Select every line in the records below that contains the word "rubber", and copy each one.

## Stored records
(begin)

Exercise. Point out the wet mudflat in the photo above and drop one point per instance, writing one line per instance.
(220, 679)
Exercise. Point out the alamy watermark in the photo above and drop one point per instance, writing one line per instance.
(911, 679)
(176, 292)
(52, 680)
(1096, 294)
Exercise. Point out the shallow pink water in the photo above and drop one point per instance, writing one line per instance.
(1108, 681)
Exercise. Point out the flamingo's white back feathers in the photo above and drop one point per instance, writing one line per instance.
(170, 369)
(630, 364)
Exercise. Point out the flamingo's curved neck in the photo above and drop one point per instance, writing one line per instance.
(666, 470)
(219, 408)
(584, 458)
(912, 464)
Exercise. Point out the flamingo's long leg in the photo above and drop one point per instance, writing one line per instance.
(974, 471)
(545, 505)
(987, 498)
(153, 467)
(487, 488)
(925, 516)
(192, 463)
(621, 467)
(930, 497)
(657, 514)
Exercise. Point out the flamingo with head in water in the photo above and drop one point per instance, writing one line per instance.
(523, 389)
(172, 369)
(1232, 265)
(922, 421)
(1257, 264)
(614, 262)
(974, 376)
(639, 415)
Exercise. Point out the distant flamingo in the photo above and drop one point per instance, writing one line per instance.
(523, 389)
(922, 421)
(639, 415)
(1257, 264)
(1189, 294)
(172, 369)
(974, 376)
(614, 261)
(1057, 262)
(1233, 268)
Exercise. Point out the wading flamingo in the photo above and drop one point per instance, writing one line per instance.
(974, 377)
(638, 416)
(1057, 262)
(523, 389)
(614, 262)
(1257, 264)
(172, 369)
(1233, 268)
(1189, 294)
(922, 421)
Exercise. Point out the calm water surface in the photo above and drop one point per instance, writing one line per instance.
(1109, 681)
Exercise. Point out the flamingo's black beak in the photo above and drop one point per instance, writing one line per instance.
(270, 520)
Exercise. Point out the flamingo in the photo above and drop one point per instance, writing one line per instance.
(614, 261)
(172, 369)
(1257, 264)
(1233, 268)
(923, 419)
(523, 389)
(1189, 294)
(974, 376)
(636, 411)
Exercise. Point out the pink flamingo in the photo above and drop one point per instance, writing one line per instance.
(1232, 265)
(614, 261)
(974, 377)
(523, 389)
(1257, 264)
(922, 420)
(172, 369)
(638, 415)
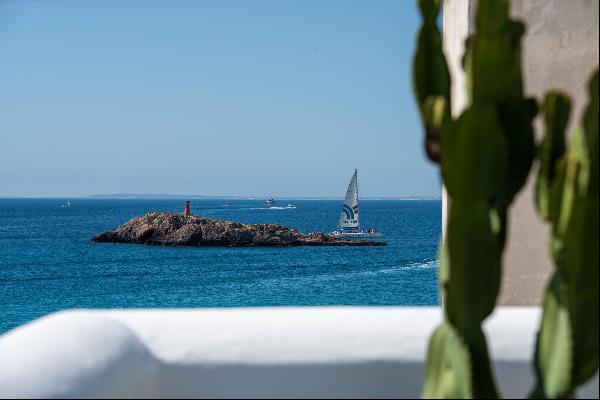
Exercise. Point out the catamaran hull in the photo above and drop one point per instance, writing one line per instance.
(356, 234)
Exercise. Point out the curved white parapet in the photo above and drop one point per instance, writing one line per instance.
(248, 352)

(end)
(begin)

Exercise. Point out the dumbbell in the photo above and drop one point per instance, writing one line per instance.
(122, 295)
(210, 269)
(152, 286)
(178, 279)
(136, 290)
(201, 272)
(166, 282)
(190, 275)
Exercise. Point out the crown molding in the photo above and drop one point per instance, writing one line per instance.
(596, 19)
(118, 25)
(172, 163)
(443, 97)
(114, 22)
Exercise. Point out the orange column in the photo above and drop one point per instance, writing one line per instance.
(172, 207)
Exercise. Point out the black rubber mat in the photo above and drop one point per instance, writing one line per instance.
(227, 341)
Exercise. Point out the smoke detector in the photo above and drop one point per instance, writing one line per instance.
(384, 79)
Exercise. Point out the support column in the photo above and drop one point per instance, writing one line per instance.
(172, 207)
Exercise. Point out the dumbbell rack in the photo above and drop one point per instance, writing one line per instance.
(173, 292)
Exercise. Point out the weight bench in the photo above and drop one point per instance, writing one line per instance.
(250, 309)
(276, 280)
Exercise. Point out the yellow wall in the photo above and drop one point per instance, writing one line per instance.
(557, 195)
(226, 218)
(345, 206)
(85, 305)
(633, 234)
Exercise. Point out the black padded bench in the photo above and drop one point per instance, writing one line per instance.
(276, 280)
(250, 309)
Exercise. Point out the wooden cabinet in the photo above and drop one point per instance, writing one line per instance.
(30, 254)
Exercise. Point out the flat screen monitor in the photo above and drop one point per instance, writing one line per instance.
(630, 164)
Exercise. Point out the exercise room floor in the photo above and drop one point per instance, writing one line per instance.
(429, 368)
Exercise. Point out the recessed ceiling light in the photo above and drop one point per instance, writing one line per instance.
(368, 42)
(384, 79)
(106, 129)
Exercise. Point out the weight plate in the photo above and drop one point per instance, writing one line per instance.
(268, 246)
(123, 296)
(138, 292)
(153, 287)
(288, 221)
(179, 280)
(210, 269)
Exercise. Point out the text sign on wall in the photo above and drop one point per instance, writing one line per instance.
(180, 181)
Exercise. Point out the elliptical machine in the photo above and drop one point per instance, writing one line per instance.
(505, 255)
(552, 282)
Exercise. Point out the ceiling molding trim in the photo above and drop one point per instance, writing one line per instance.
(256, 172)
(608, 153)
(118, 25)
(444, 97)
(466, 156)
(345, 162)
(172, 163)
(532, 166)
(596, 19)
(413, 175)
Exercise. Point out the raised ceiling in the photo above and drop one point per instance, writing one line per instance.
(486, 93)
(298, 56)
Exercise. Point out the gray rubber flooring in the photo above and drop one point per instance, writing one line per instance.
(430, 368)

(end)

## Exercise answer
Exercise. Point out the black rubber mat in the photo above and drop one point per instance, writing one line per instance.
Exercise. Point out the gray rubber flooring in the photo above and drop one point per instance, writing one line per instance.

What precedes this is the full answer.